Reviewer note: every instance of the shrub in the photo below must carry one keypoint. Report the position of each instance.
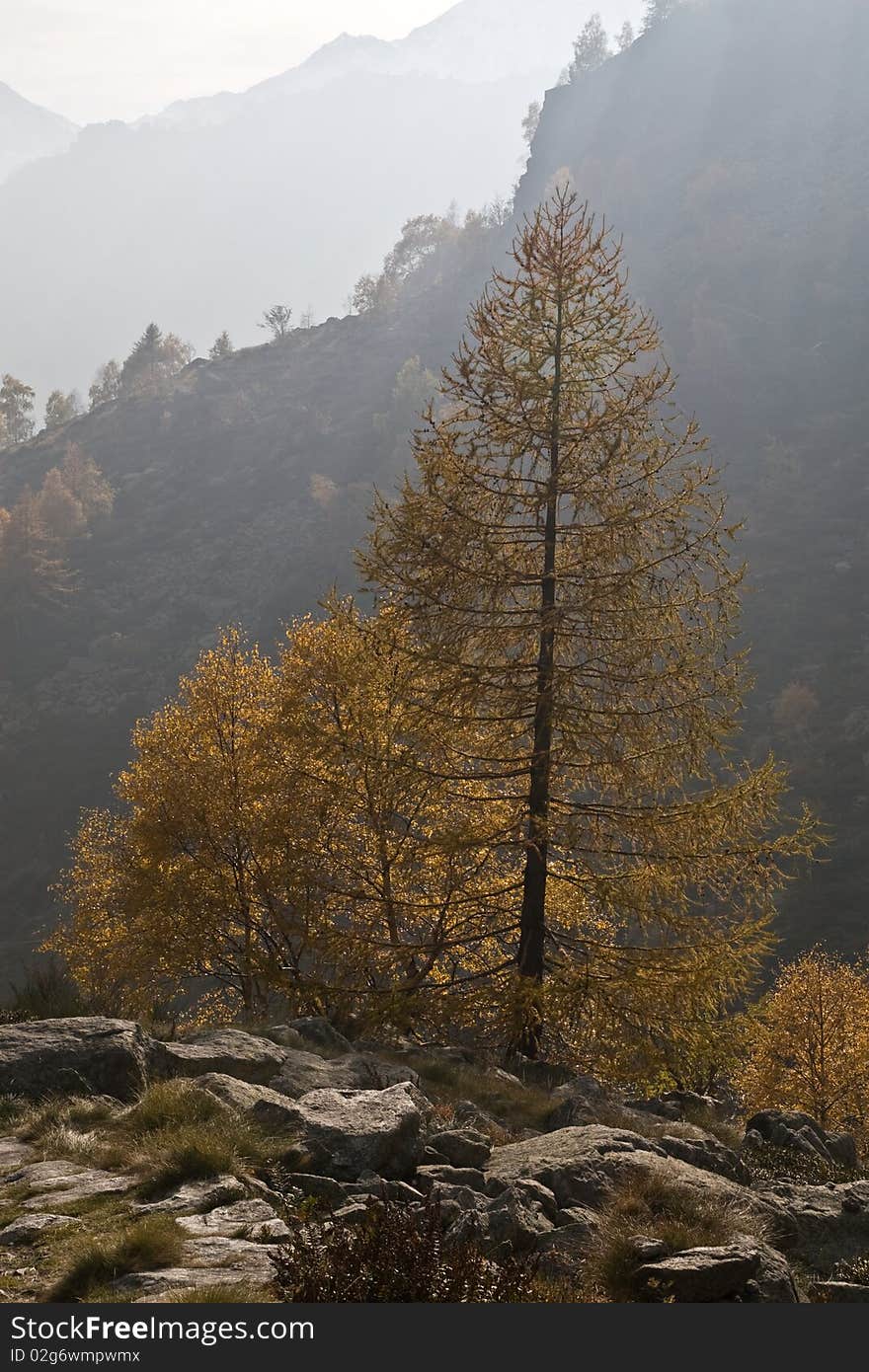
(396, 1255)
(154, 1242)
(654, 1207)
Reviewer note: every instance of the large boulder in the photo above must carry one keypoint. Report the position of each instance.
(745, 1270)
(801, 1133)
(74, 1056)
(583, 1165)
(342, 1133)
(231, 1051)
(320, 1033)
(822, 1224)
(707, 1153)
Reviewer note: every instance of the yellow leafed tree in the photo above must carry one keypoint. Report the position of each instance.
(562, 558)
(809, 1044)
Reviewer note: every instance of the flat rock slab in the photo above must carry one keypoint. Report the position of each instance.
(58, 1184)
(734, 1272)
(345, 1133)
(13, 1154)
(232, 1051)
(303, 1072)
(239, 1255)
(90, 1055)
(583, 1165)
(256, 1219)
(32, 1227)
(146, 1287)
(197, 1196)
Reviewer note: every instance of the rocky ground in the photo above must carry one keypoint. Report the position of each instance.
(136, 1169)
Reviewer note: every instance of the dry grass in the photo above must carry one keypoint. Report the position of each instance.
(514, 1105)
(173, 1133)
(154, 1242)
(678, 1217)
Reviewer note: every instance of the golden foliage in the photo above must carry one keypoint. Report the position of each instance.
(562, 559)
(809, 1044)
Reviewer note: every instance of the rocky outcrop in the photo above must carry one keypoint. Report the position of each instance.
(801, 1133)
(342, 1133)
(74, 1056)
(746, 1270)
(229, 1051)
(302, 1072)
(583, 1165)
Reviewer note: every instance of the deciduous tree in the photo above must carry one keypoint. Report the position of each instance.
(809, 1044)
(562, 559)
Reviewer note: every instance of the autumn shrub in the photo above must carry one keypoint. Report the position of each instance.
(809, 1044)
(153, 1242)
(654, 1207)
(396, 1255)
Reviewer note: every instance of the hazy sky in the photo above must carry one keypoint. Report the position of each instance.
(116, 59)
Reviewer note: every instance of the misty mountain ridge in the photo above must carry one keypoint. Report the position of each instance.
(29, 132)
(475, 40)
(729, 148)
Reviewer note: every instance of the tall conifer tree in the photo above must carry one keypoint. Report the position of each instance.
(563, 559)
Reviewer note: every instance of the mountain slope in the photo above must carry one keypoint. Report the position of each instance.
(290, 192)
(738, 169)
(29, 132)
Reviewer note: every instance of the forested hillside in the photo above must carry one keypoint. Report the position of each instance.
(729, 146)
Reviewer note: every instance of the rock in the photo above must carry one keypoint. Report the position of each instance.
(285, 1036)
(583, 1101)
(563, 1250)
(438, 1175)
(397, 1191)
(303, 1072)
(743, 1270)
(14, 1154)
(31, 1227)
(709, 1154)
(513, 1223)
(583, 1165)
(58, 1184)
(822, 1224)
(76, 1056)
(323, 1034)
(463, 1147)
(231, 1255)
(197, 1196)
(841, 1291)
(324, 1189)
(229, 1051)
(802, 1133)
(345, 1133)
(254, 1217)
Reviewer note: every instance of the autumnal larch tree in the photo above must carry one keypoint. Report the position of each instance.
(809, 1044)
(563, 562)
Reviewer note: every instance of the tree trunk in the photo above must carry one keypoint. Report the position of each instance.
(533, 921)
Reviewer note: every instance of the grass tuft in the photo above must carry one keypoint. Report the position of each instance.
(154, 1242)
(677, 1216)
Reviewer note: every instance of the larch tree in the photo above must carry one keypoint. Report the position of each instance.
(414, 906)
(563, 562)
(809, 1044)
(62, 408)
(187, 888)
(17, 401)
(591, 48)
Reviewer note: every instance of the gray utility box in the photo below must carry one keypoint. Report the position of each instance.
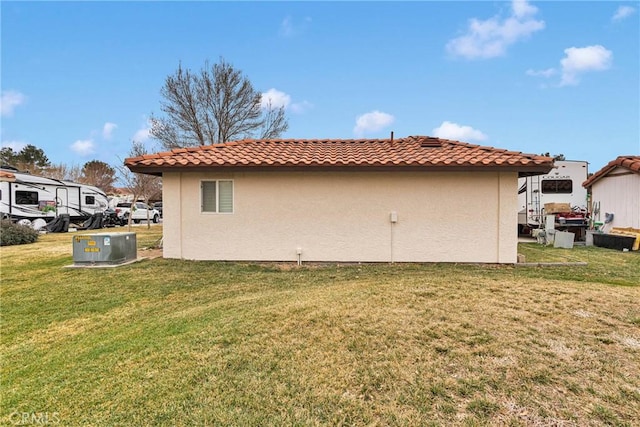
(104, 248)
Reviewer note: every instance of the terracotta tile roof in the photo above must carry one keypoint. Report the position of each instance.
(410, 152)
(7, 176)
(627, 162)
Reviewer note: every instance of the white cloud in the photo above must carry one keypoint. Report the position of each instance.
(9, 101)
(14, 145)
(372, 122)
(580, 60)
(491, 38)
(83, 147)
(549, 72)
(301, 107)
(449, 130)
(276, 98)
(623, 12)
(107, 130)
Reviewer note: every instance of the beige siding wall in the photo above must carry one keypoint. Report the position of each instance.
(450, 217)
(619, 195)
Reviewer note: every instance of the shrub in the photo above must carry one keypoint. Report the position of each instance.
(16, 234)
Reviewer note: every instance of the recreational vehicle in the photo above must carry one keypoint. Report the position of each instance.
(26, 196)
(560, 187)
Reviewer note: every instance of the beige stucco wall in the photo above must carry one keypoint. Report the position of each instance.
(450, 217)
(620, 195)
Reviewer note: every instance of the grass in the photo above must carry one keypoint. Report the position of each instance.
(169, 342)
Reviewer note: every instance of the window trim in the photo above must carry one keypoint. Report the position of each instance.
(217, 188)
(555, 186)
(28, 194)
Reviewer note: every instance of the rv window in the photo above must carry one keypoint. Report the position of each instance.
(557, 186)
(27, 197)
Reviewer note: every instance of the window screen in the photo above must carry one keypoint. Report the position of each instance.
(27, 197)
(217, 196)
(557, 186)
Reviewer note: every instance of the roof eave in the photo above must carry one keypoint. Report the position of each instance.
(522, 170)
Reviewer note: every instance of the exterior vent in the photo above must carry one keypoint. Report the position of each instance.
(430, 142)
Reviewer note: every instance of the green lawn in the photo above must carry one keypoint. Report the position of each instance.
(168, 342)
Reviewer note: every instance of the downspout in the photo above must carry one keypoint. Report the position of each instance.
(181, 211)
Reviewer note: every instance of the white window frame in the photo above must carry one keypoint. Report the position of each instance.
(217, 209)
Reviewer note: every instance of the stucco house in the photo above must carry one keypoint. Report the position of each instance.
(413, 199)
(615, 189)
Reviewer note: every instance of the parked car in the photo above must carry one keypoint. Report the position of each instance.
(158, 207)
(138, 212)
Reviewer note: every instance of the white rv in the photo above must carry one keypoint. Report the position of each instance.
(26, 196)
(562, 185)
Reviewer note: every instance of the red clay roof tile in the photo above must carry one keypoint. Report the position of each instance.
(628, 162)
(413, 151)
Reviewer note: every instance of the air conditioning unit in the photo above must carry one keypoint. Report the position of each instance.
(104, 248)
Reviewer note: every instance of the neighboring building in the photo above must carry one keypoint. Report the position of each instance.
(414, 199)
(615, 190)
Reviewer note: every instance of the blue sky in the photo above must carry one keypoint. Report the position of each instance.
(81, 79)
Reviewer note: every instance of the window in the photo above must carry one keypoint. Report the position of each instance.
(27, 197)
(557, 186)
(217, 196)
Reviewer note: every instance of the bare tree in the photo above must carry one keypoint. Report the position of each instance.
(141, 186)
(217, 105)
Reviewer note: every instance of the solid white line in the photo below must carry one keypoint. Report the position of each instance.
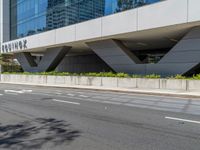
(70, 94)
(13, 91)
(62, 101)
(184, 120)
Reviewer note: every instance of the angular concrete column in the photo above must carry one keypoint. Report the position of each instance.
(116, 55)
(182, 59)
(49, 62)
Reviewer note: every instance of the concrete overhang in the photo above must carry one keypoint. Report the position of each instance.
(158, 25)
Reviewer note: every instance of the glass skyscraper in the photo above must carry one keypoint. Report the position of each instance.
(29, 17)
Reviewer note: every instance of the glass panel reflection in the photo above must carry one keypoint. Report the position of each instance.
(29, 17)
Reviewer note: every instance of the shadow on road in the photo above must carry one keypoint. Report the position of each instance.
(34, 134)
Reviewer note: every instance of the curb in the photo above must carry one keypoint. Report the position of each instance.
(153, 93)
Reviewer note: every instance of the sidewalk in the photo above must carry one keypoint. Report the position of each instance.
(173, 93)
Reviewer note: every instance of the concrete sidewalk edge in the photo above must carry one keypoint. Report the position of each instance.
(172, 93)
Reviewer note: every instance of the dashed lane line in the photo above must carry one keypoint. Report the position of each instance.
(184, 120)
(62, 101)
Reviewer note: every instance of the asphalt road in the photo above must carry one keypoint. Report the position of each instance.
(34, 118)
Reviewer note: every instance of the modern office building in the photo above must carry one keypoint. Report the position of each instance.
(131, 36)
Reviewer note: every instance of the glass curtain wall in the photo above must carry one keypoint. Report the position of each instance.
(29, 17)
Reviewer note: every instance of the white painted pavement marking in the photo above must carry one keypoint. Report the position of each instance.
(69, 102)
(184, 120)
(70, 94)
(83, 96)
(19, 92)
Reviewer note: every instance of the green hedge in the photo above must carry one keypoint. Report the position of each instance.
(107, 74)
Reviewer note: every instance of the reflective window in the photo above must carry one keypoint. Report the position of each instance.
(29, 17)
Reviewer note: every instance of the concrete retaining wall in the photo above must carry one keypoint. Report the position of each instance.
(107, 82)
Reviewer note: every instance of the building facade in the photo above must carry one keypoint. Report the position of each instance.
(131, 36)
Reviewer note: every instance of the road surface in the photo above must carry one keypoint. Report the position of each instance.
(46, 118)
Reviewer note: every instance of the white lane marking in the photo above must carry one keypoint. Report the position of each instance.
(62, 101)
(184, 120)
(13, 91)
(28, 91)
(19, 92)
(83, 96)
(70, 94)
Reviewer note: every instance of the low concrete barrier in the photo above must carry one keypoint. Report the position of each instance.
(107, 82)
****
--- SET TASK ---
Rewrite the lines from the one containing "Reviewer note: every instance of the mountain" through the one containing "(254, 1217)", both included, as a JSON list of strings with one string per line and no blank lines.

--- RESULT ---
[
  "Reviewer note: every instance of the mountain slope in the photo above must carry one keypoint. Report the position of each instance.",
  "(290, 192)",
  "(738, 169)",
  "(29, 132)",
  "Reviewer note: every instance of the forested hillside in the photo above must carry one keypoint. Report the position of each instance.",
  "(729, 146)",
  "Reviewer note: every instance of the rock in the photo above must carry one keypoint. Report the position of each instance.",
  "(285, 1036)",
  "(583, 1101)",
  "(563, 1250)",
  "(438, 1175)",
  "(397, 1191)",
  "(303, 1072)",
  "(743, 1270)",
  "(14, 1154)",
  "(31, 1227)",
  "(709, 1154)",
  "(513, 1223)",
  "(583, 1165)",
  "(58, 1184)",
  "(822, 1224)",
  "(76, 1056)",
  "(323, 1034)",
  "(463, 1147)",
  "(231, 1255)",
  "(197, 1196)",
  "(841, 1291)",
  "(324, 1189)",
  "(229, 1051)",
  "(802, 1133)",
  "(345, 1133)",
  "(254, 1217)"
]